Goal of the exercise:
In the records below, rename every "Query" to "Label" and reproduce all other text unchanged.

— Start Data lines —

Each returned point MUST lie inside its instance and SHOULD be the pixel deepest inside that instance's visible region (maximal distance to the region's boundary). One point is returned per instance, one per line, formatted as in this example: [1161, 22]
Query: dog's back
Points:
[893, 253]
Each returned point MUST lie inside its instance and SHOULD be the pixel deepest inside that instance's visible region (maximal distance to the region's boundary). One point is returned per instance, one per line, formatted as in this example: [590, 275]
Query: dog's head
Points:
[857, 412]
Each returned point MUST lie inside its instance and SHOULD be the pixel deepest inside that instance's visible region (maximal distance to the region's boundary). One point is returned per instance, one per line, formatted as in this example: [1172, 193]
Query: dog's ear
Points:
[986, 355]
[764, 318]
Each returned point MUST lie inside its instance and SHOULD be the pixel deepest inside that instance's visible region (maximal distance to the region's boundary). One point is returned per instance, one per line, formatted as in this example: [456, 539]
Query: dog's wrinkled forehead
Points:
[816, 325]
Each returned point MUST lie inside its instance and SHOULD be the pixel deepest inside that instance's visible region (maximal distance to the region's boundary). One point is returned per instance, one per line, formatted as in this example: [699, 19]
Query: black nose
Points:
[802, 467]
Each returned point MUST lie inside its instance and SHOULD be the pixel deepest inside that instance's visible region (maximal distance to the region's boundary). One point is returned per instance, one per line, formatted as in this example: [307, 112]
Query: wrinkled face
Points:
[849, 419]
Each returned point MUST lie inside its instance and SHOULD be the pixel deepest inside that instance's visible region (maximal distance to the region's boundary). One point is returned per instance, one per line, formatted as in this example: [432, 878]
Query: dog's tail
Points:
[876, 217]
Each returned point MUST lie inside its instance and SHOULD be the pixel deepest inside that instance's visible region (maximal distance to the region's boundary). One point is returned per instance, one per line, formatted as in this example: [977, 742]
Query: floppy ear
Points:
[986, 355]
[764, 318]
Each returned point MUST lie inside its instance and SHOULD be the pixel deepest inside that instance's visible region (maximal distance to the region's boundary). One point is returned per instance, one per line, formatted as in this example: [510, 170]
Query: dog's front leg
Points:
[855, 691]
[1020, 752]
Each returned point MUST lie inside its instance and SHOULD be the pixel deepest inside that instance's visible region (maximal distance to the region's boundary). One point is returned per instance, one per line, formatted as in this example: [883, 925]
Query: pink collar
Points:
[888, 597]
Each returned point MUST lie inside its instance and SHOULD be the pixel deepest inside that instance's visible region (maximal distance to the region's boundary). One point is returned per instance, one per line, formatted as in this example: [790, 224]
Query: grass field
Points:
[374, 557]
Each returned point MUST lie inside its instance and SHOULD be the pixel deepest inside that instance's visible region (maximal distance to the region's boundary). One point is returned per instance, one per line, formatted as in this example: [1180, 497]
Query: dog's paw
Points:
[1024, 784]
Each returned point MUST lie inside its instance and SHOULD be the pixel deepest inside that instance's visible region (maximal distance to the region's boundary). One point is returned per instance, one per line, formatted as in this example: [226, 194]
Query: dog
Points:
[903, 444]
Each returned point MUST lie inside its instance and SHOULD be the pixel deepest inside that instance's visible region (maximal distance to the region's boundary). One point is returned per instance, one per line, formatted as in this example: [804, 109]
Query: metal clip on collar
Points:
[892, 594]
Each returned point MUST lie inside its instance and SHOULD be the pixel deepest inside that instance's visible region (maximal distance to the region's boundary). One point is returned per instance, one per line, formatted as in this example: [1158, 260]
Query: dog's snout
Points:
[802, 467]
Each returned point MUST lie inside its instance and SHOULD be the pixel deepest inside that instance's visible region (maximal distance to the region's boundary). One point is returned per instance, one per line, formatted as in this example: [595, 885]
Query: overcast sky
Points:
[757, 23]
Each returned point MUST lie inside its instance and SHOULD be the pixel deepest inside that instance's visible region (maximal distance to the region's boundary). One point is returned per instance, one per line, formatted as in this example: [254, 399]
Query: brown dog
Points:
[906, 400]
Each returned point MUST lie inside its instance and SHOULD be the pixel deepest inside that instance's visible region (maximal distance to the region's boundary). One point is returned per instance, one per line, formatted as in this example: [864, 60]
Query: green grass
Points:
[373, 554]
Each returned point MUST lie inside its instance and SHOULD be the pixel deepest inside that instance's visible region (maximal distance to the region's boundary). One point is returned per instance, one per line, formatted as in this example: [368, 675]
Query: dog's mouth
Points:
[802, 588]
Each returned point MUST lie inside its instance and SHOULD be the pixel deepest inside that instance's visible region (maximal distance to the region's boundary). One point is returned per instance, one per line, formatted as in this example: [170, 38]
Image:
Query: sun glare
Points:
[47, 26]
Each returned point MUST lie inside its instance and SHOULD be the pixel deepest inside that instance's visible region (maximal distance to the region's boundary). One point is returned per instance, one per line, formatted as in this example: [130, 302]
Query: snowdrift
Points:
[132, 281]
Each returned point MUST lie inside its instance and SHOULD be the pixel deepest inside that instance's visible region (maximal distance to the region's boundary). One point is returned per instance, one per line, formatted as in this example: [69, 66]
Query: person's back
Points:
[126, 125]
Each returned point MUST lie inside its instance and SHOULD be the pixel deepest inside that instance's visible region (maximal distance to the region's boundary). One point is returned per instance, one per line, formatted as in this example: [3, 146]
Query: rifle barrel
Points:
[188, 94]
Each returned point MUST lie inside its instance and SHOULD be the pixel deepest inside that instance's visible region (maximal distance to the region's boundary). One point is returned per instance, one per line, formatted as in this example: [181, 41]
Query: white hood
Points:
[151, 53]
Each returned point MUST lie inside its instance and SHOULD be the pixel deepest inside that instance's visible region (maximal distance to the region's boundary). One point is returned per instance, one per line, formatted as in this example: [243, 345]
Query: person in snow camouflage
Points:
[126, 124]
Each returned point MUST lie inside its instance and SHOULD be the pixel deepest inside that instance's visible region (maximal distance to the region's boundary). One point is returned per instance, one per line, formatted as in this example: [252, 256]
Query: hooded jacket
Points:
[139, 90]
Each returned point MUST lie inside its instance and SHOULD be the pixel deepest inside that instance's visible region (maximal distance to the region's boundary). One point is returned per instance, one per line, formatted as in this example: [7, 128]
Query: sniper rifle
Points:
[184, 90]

— End Data lines —

Reply:
Each returned point MUST lie inside its instance and SHOULD be the pixel deepest inside that instance's visible region (maximal distance to the region's boundary). One point is returned per instance, one per line, formatted as in this example: [1161, 22]
Label: dog's back
Points:
[893, 253]
Each returned point MUST lie inside its instance and SHOULD be the pixel deepest inside that instance's visible region (maximal distance to the region's boundary). One point is returned per instance, one per line, formatted as in this example: [590, 275]
Label: dog's head
Points:
[857, 412]
Each returned point MUST lie inside its instance and SHOULD be the pixel deepest inside that instance's visible region (maximal distance to the region's boundary). One point is returned per instance, one per line, formatted as in this example: [1172, 193]
Label: dog's ear
Points:
[986, 355]
[764, 318]
Each returned point MUST lie inside its instance and SHOULD be the pixel deepest inside that instance's visible region (maximal distance to the region's boundary). One point is returned per instance, one per line, formatted as in this example: [456, 539]
Label: dog's wrinkled forehead
Points:
[816, 325]
Each returned point MUST lie inside its instance and SHOULD be the pixel deepest inside that instance's visible region (maximal distance to the region's boundary). One point is returned per instance, one per line, formatted as in this example: [699, 19]
Label: black nose
Points:
[802, 467]
Each returned point MUST lie inside its instance and SHOULD be the pixel deepest inside that instance's visible region (maximal distance to the region's boundary). One point is returned per instance, one per line, formatted as in this example: [307, 112]
Label: wrinkled face
Points:
[849, 419]
Each returned point MUST lie inside its instance and SHOULD be the pixel deepest inside that instance's visible region (maximal distance to the region's boundary). One point is returned per instance, one per line, formatted as in this example: [432, 878]
Label: dog's tail
Points:
[876, 217]
Each returned point MUST lie inside its instance and SHOULD be the pixel deepest inside that instance's visible region (maximal distance to the region's boundary). One point is returned per instance, one per line, formatted as in this example: [977, 742]
Label: floppy ear
Points:
[986, 355]
[764, 318]
Each returned point MUST lie inside its instance and SHOULD be the pixel deepest inside that instance's visible region (maximal distance to the region's boundary). One point is returned per instance, one per line, formatted as in this example: [510, 170]
Label: dog's front leg
Points:
[855, 691]
[1020, 752]
Each returned point MUST lie inside its instance and SHOULD be the pixel deepest inside that instance's visible region (maximal distance to the region's boundary). One point is returned per instance, one per line, formatted as in this example: [883, 925]
Label: pink collar
Points:
[888, 597]
Each returned point MUST lie inside its instance and SHOULD be the pixel deepest inside that instance's visible region (maximal distance to the region's boundary). One point is returned per instance, one per line, formatted as in this example: [790, 224]
Label: grass field
Points:
[374, 557]
Each returned point MUST lie inside its instance and SHOULD be the pixel deepest inside that instance's visible region (maximal distance to the region's boundary). One point is returned per instance, one per line, formatted as in this example: [1180, 497]
Label: dog's paw
Points:
[1024, 784]
Each returned point MUST lie inside its instance and SHOULD be the pixel deepest inside that instance's visible region (maximal distance to the region's boundary). One point is returned per instance, one per line, formatted as in this example: [226, 194]
Label: dog
Points:
[903, 444]
Each returned point MUST lie inside its instance and SHOULD be the pixel deepest inside that instance's visible region (maximal distance to the region's boundary). One point is returned per instance, one per line, formatted as in this example: [804, 109]
Label: metal clip on collar
Points:
[892, 594]
Each returned point MUST lie inside its instance and SHOULD be the pixel deepest inside that instance's visible region (maximal distance to the region's boundary). One point is returned per instance, one per line, formatted as in this example: [1158, 260]
Label: dog's snout
Points:
[802, 467]
Each returned point MUST lie inside its instance and SHOULD be the pixel deepest inside that instance's visible region (maximal distance to the region's boundary). One point is returned per instance, one per line, formatted as in this example: [595, 885]
Label: overcast sky
Points:
[757, 23]
Each returned point MUST lie inside its instance and SHOULD be the pixel deepest inside that instance's visible region (maximal distance to the region's boundary). One point is returned per instance, one per line, formatted as in this example: [254, 399]
Label: brown dog
Points:
[906, 400]
Each returned point MUST lie inside its instance and SHOULD be the pixel deepest inside that instance's visible region (maximal distance to the region's boundary). One point is returned per instance, one per line, formatted as in this example: [864, 60]
Label: green grass
Points:
[373, 554]
Each returned point MUST lie inside its instance and SHOULD be the pixel deepest inside that instance's visible region (maximal distance to the region's boundary). One point is returned per instance, one per line, formatted as in this example: [368, 675]
Label: dog's mouth
Points:
[802, 588]
Each returned point MUST lie inside its instance and SHOULD be the pixel deepest inside that instance's visible region (maximal distance to the region's boundary). One point is returned per instance, one per line, formatted as in this example: [170, 38]
Image:
Label: sun glare
Points:
[47, 26]
Each returned point MUST lie inside its instance and SHOULD be the pixel deepest inside that instance's visible region (maximal distance to the region's boundary). One point is returned per instance, one per line, formatted as in this example: [130, 302]
Label: snowdrift
Points:
[132, 281]
Each returned point MUST lie inside its instance and SHOULD be the pixel deepest inside that instance's visible region (maximal distance to the region's boundary). One point is returned per instance, one per line, formatted as in this example: [69, 66]
Label: person's back
Points:
[126, 125]
Each returned point MUST lie inside its instance and SHOULD be the pixel deepest inside that instance's visible region (maximal distance to the region's boundary). One point is returned per instance, one per line, formatted as in this example: [3, 146]
Label: rifle barrel
Points:
[188, 94]
Each returned point MUST lie inside its instance and SHOULD be the pixel deepest inside that instance's visible region (maximal distance to the region's boundary). One point is returned per instance, one per line, formatted as in this example: [181, 41]
Label: white hood
Points:
[151, 53]
Each returned point MUST lie inside its instance and SHOULD be the pixel deepest inside that instance's visible region (maximal distance to the region's boundary). One point is returned per instance, one per line, formatted as in this example: [243, 345]
Label: person in snow camouflage
Points:
[126, 124]
Each returned point MUST lie inside its instance and SHOULD be the pixel deepest inside that instance's visible region (maximal distance to the region's boundary). One point is returned per instance, one per line, formatted as in this example: [252, 256]
Label: hooded jacket
Points:
[139, 90]
Each returned point MUST lie inside its instance and SHOULD be the pixel deepest inside that instance's visible region (maximal distance to the region's boundary). One point is returned per instance, one per line, formatted as in this example: [7, 128]
Label: sniper rifle
Points:
[184, 90]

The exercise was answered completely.